**WRITTEN REQUEST A**
Summarize the article "Pain and patriotism" in two sentences.

### PAGE EXTRACT

Pain and patriotism
In high school, they were the Warriors of West Branch. And nine of them became warriors after high school, too. Out of a sense of duty, service. But something happened on the way to that homecoming parade.
By BRADY DENNIS
Published September 17, 2006
They stood straight and tall, faces stoic, arms pressed to their sides.
It was June 2003, senior awards day at West Branch High School. On the stage inside the crowded auditorium stood the sons of preachers and construction workers, welders and grocery clerks.
Most of the boys had grown up together around this tiny farming community in northeast Ohio, surrounded by corn fields and grazing cows and Old Glory flapping from flagpoles in nearly every front yard.
Then came 9/11 and the wars that followed in Afghanistan and Iraq. Nine boys from West Branch's class of 2003 decided they wanted a piece of the action. All of them signed up to become Marines.
For awards day, the recruiter put on his dress blues and drove 45 minutes to this rural crossroads, home to 1,024 people. He told the crowd how the West Branch boys had set recruiting records. He talked about "duty" and "service." He said the young men before him had demonstrated the "American qualities of patriotism and loyalty."
Except for a restless infant, the crowd listened in silence. Shawna Spaulding, 17, wept quietly as she watched her future husband, Wade Morrow, on stage. Mollie McVicker, no longer able to focus on her brother Dan through her tears, handed the video camera to her father. Mothers dabbed at their eyes, fearful of what lay ahead. Fathers felt their chests swell with pride and dread.
The boys from West Branch were like so many fresh-faced kids from one-stoplight towns across America. They would march off to battle, and just like that, a distant war would change even the smallest dot on a map.
That morning in the auditorium, the recruiter called out the boys' names.
He pinned a small flag on each of their collars. The hometown crowd rose for a long standing ovation. The young men stood at attention, headed for the great unknown.
* * *
Before they became Marines, they shared meals at Don Poncho's Tex-Mex Cafe on State Street and met for 25-cent chicken wings on Tuesday nights.
They helped their neighbors bale hay. They wrestled pigs at the county fair. They swam in the summers, fished with their fathers and joined Future Farmers of America. They skipped the occasional day at school, drank beers around bonfires in the corn fields and raced Chevys along the back roads, where silver silos dot the horizon.
Their high school drew more than 800 students from across sprawling farmlands -- it was long distance to call from one end of the district to the other -- and so not all nine were the closest of friends.
But they lived in a community where people know the faces in the aisles of the IGA grocery, where school doesn't start until the Canfield Fair ends and where young and old alike pack the stadium for West Branch Warriors football on Friday nights in autumn.
"If you're a burglar in Beloit," school superintendent Scott Weingart likes to say, "Friday night's the night you want to burgle."
The terrorist attacks of 9/11 came during the boys' junior year. Most of them were learning social studies or history that morning, unaware that history was unfolding several hundred miles east, in places most of them had never seen.

######
### SUPPLIED RECORDS

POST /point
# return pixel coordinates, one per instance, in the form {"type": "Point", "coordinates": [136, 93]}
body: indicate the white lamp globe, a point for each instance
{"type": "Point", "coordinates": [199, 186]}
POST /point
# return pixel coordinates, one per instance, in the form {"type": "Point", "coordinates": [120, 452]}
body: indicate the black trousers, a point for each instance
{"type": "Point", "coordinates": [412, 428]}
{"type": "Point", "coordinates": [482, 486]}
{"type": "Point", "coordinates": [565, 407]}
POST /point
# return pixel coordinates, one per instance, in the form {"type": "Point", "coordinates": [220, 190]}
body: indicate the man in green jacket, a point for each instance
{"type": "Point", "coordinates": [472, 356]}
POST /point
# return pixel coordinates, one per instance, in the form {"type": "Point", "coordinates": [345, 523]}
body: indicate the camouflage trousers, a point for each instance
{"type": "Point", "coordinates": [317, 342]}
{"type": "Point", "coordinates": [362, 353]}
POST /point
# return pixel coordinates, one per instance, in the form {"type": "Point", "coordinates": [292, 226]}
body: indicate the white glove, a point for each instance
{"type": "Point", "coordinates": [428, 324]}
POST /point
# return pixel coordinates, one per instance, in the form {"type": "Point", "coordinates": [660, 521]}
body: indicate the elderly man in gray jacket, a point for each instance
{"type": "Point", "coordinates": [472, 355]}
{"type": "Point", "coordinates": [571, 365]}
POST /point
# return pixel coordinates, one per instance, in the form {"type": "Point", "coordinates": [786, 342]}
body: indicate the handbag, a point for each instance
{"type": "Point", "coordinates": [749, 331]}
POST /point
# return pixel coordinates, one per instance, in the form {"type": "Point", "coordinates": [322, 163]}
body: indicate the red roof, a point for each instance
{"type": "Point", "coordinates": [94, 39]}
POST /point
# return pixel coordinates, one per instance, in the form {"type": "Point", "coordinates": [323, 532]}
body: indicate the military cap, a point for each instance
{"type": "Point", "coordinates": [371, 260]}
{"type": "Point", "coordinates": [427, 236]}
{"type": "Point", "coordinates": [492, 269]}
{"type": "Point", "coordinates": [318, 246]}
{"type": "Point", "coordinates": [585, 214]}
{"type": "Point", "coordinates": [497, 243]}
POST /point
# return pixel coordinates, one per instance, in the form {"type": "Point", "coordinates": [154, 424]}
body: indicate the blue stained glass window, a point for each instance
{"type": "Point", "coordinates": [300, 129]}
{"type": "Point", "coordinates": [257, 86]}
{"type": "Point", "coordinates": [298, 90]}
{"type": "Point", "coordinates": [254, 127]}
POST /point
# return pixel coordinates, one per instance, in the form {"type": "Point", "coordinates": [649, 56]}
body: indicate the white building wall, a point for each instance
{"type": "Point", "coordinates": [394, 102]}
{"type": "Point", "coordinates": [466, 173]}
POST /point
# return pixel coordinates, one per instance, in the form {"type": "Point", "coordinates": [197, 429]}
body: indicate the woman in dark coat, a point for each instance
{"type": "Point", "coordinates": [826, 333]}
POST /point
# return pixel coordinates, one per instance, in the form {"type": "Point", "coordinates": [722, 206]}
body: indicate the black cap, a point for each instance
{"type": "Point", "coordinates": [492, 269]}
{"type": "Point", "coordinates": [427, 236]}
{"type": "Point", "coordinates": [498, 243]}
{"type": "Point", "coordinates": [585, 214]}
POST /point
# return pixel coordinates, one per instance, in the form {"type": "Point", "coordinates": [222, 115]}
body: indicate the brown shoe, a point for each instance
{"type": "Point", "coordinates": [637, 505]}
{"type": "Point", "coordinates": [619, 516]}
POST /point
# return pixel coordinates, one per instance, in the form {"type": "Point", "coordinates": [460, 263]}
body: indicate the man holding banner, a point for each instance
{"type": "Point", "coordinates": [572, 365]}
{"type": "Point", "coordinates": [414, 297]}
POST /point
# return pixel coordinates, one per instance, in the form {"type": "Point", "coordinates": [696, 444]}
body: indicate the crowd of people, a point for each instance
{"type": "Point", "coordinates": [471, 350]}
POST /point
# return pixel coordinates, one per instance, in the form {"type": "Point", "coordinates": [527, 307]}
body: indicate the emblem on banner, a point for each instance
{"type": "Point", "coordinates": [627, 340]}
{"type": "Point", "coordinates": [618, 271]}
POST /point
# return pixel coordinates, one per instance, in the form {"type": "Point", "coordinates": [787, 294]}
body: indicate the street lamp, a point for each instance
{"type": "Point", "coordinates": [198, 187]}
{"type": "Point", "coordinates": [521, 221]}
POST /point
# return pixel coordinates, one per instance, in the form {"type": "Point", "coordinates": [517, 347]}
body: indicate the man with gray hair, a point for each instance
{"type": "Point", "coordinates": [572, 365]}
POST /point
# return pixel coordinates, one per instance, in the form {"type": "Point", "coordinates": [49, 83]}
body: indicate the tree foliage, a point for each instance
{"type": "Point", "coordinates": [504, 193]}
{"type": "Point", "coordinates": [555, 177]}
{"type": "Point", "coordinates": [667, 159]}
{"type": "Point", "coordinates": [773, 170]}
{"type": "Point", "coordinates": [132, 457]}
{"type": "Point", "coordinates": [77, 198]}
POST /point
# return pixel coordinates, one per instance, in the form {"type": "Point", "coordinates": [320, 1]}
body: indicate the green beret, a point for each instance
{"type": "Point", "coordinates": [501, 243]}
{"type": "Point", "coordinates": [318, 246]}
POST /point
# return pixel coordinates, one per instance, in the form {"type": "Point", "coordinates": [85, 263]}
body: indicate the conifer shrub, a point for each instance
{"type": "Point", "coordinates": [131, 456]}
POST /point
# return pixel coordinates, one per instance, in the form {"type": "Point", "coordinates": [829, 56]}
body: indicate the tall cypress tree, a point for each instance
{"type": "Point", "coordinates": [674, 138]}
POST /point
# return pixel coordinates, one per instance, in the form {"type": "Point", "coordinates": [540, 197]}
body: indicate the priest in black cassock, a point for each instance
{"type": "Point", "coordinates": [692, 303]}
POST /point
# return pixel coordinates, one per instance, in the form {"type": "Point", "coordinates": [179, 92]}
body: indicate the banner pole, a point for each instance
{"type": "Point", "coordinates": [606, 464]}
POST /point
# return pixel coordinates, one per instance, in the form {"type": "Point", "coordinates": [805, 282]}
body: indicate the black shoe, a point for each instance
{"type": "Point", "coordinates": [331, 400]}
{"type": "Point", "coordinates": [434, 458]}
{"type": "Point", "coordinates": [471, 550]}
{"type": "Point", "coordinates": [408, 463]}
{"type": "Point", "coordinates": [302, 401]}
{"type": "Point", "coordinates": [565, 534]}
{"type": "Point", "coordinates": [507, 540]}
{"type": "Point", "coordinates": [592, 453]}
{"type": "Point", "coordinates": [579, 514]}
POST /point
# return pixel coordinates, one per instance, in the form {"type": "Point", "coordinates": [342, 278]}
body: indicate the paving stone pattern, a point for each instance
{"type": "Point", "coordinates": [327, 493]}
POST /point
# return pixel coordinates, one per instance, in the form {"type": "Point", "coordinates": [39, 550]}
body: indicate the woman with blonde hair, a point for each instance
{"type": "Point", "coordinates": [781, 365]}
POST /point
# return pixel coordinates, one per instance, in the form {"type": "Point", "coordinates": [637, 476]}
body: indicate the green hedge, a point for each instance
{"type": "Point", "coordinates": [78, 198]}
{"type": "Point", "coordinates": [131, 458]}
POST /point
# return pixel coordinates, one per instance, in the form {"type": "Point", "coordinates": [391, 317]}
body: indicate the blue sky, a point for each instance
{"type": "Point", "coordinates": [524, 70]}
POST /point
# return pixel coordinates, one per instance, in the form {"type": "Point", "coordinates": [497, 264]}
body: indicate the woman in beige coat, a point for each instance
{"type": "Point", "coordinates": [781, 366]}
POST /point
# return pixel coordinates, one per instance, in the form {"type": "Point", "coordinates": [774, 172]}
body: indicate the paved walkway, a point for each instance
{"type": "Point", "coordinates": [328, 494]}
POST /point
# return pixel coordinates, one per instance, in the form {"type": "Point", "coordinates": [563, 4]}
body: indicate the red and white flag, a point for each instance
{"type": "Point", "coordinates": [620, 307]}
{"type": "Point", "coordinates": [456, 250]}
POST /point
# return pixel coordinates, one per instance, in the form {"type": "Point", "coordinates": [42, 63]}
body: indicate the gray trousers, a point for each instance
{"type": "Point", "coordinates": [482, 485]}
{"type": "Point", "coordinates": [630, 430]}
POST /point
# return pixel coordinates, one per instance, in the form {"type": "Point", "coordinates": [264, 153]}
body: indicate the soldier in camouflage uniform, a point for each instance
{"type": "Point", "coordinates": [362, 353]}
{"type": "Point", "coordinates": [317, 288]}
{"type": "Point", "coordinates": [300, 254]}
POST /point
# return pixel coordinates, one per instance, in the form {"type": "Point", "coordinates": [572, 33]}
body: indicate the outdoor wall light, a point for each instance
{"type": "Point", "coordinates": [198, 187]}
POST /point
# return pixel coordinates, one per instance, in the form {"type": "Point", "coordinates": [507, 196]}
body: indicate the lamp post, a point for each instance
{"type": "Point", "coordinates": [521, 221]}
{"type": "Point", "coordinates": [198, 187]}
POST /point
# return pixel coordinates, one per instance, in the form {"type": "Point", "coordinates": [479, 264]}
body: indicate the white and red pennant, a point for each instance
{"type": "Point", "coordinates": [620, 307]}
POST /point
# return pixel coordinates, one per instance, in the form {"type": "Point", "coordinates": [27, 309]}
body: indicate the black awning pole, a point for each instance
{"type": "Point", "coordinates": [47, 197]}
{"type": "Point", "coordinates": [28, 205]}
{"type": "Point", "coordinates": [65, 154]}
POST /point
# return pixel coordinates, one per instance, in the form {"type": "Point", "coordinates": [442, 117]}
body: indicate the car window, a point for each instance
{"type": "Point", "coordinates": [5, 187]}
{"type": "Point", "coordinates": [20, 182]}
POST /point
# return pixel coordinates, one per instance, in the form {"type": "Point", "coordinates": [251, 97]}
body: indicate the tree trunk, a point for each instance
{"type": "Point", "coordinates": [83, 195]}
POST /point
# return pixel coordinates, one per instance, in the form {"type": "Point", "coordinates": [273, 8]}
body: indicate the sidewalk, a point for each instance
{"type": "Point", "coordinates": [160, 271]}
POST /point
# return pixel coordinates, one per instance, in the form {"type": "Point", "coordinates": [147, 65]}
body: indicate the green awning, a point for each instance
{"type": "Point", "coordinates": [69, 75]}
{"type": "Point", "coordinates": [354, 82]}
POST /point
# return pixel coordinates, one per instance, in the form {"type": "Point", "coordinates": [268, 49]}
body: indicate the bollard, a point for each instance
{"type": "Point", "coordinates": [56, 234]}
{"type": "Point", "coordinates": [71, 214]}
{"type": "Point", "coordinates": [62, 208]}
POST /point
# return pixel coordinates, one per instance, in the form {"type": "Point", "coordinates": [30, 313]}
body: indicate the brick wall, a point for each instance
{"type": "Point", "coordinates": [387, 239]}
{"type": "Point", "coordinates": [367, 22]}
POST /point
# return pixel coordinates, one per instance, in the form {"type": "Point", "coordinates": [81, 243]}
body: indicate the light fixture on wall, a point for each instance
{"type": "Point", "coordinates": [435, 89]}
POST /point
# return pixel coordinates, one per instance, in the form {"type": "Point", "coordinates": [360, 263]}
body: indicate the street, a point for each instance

######

**WRITTEN REQUEST B**
Count the lines in the records that contain the word "blue".

**OUTPUT A**
In June 2003, nine boys from West Branch High School's class of 2003 in rural northeast Ohio, who had all signed up to become Marines after 9/11 and the wars in Afghanistan and Iraq, stood on stage at senior awards day while a recruiter praised their patriotism, pinned a small flag on each collar, and drew a long standing ovation from a tearful hometown crowd. Before enlisting, the boys had grown up in a tight-knit farming community of fairs, hay baling, bonfires, and Friday night football, though not all nine were the closest of friends.

**OUTPUT B**
2